# SOURCE DOCUMENT
▶
Once in a while, you hear a song that goes on to define a certain period of time in your life. For me, there are many songs that remind me of either high school, college, or some other specific time period. This could be either due to the way in which I first heard it, or where I was when I used to listen to it, etc.

Then there are songs that go bigger, and are forever associated with a generation; a decade even. The Red Hot Chili Pepppers "Under The Bridge" is one such song. Few songs define the 90's like this classic, which cemented RHCP into the minds of all those 80's babies forever. Even the music video is a classic, something that is instantly remembered for the young fresh-faced Frusciante in the beginning of the video, and the long haired, bare-chested Anthony Kiedis running in slow-motion towards the camera.
◀
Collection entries
▶
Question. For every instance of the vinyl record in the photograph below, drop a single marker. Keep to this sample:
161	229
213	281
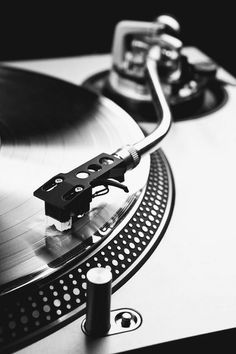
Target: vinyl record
49	126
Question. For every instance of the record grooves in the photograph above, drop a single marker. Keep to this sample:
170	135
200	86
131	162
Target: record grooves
25	315
48	125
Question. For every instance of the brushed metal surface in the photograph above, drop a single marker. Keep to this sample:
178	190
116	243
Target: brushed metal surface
187	287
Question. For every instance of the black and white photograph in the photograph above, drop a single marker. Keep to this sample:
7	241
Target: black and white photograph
117	177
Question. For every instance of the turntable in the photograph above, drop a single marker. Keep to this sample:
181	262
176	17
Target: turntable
118	168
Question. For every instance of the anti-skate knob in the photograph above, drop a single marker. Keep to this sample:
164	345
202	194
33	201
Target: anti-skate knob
98	301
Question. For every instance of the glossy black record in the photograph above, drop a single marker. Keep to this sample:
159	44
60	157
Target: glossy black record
49	126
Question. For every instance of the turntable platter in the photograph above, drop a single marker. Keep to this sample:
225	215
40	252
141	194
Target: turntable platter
49	126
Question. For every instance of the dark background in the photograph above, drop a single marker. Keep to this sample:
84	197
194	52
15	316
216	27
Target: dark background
35	30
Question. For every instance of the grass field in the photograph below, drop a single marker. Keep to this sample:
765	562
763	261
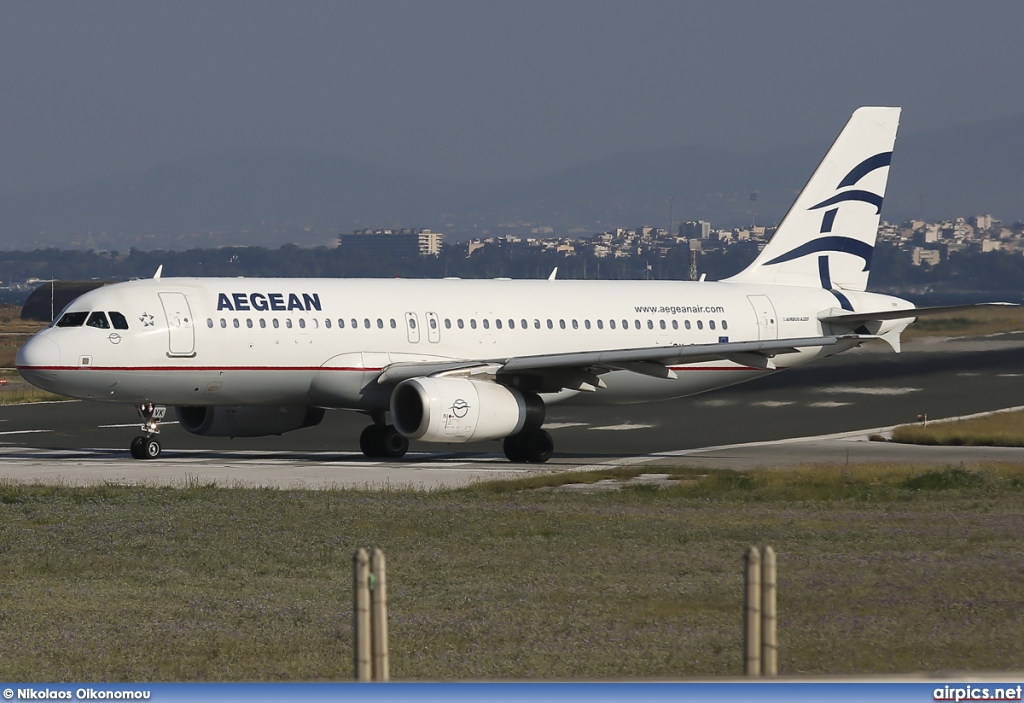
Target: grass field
886	569
990	320
997	429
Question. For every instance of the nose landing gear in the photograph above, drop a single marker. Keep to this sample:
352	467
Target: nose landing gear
146	445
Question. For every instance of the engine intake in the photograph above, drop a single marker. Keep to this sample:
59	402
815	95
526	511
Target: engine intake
463	410
244	421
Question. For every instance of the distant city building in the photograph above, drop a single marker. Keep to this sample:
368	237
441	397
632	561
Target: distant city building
695	229
393	242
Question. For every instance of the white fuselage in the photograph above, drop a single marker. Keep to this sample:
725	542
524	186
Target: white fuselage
324	342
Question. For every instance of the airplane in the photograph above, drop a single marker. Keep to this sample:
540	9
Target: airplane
454	360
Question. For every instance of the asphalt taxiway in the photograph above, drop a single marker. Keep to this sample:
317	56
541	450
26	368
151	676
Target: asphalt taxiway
821	413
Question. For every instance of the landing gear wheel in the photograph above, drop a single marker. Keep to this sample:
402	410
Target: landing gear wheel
151	447
370	444
393	444
539	446
383	441
531	447
512	446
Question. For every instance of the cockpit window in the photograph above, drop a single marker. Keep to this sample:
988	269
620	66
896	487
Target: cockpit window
97	319
72	319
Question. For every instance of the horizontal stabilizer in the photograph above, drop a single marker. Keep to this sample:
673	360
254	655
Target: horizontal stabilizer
906	313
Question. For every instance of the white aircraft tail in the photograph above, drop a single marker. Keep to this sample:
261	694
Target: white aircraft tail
827	237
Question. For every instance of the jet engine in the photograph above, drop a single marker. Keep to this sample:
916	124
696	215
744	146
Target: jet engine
246	421
463	410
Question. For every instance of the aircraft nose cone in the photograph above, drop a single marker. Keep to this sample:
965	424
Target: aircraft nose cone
38	354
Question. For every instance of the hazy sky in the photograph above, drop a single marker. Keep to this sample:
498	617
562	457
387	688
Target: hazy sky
479	90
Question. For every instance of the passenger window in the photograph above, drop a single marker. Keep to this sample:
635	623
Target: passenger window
72	319
98	320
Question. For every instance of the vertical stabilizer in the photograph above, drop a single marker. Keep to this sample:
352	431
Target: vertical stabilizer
827	237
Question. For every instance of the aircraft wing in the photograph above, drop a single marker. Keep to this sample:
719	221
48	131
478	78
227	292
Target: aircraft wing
580	369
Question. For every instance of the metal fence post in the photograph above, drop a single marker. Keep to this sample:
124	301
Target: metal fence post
378	618
752	614
360	615
769	646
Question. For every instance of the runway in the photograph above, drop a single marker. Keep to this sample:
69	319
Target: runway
820	413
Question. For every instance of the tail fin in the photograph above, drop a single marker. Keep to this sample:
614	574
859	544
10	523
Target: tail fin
827	237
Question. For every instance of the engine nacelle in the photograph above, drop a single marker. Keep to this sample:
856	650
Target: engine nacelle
462	410
247	421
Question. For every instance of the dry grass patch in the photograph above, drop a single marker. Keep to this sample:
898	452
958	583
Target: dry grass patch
998	429
989	320
207	583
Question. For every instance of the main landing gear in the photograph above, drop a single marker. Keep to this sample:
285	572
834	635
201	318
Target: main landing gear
535	446
146	445
383	441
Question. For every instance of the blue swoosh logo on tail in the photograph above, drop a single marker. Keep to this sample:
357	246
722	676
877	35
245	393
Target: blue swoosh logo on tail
844	245
862	195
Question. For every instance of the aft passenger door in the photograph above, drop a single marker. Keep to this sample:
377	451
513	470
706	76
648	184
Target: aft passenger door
413	327
433	327
181	334
765	313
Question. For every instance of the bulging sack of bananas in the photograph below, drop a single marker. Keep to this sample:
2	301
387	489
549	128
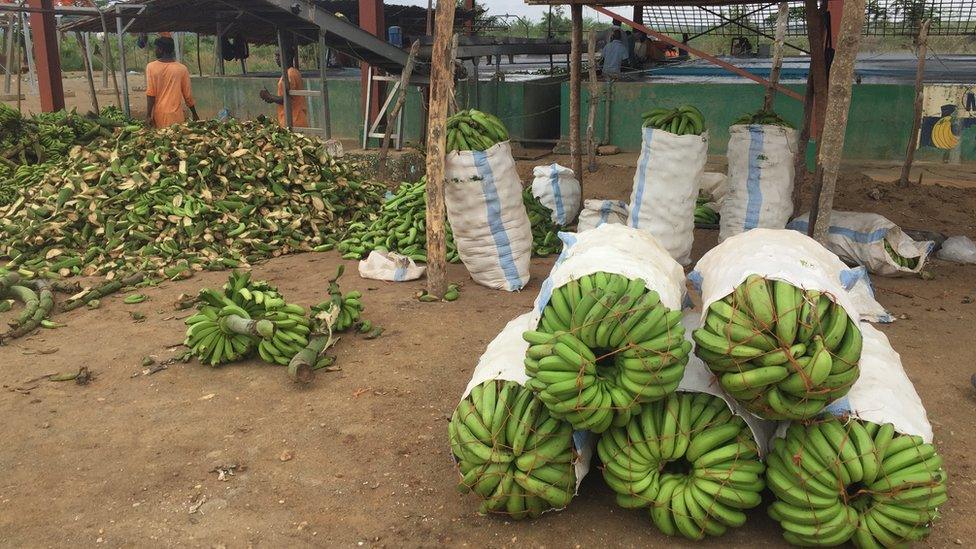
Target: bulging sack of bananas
491	227
662	201
866	471
690	460
558	189
871	240
778	329
607	333
760	183
597	212
510	451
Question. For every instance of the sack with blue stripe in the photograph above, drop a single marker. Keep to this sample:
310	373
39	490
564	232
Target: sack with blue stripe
871	240
760	184
666	184
597	212
491	228
558	189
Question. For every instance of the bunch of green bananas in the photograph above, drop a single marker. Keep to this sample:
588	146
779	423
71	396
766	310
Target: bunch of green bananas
683	120
401	226
605	344
473	130
545	237
511	452
688	459
858	481
221	335
900	260
704	214
785	353
763	118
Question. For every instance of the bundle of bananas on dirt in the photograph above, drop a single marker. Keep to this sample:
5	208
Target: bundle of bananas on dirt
605	344
763	118
683	120
858	481
704	214
401	226
511	452
785	353
689	460
900	260
473	130
545	237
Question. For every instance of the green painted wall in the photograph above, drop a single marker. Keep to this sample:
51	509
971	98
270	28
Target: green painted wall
878	128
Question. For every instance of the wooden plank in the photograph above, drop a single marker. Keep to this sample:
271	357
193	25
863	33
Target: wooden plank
835	122
591	117
441	90
923	38
782	18
391	116
576	54
708	57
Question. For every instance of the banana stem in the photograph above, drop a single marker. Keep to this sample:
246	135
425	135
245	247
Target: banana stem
301	368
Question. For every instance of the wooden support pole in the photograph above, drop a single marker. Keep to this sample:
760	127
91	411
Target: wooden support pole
391	116
835	122
594	88
782	18
576	54
441	90
923	38
83	44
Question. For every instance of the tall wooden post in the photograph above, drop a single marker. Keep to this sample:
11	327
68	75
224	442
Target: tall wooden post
923	38
441	90
835	122
576	54
594	88
781	20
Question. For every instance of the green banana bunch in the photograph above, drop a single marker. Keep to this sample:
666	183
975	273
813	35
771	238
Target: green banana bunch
785	353
545	237
221	335
763	118
704	214
473	130
900	260
683	120
511	452
859	482
688	460
605	344
401	227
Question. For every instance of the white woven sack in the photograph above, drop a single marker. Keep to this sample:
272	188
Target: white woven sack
597	212
662	201
557	188
760	184
484	206
859	239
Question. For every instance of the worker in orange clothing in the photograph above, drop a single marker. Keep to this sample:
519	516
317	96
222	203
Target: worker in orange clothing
299	104
167	87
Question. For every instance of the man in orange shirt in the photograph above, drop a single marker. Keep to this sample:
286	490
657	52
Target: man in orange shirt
299	104
167	87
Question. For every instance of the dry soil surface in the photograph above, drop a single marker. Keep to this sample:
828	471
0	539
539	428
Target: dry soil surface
360	457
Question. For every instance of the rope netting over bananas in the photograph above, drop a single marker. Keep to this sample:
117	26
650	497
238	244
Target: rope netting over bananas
857	481
511	451
784	352
688	460
605	344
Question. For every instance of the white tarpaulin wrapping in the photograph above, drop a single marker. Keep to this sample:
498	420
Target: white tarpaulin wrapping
488	218
665	190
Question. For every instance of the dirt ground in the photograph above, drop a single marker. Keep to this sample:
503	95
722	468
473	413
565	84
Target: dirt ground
360	457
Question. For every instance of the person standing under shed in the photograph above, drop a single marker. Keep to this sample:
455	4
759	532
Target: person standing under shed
299	104
167	87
◀
# TASK DIRECTIONS
In the source document about songs that define a period, who is shown running in slow motion toward the camera in the music video?

# FINISHED EXERCISE
Anthony Kiedis, long-haired and bare-chested.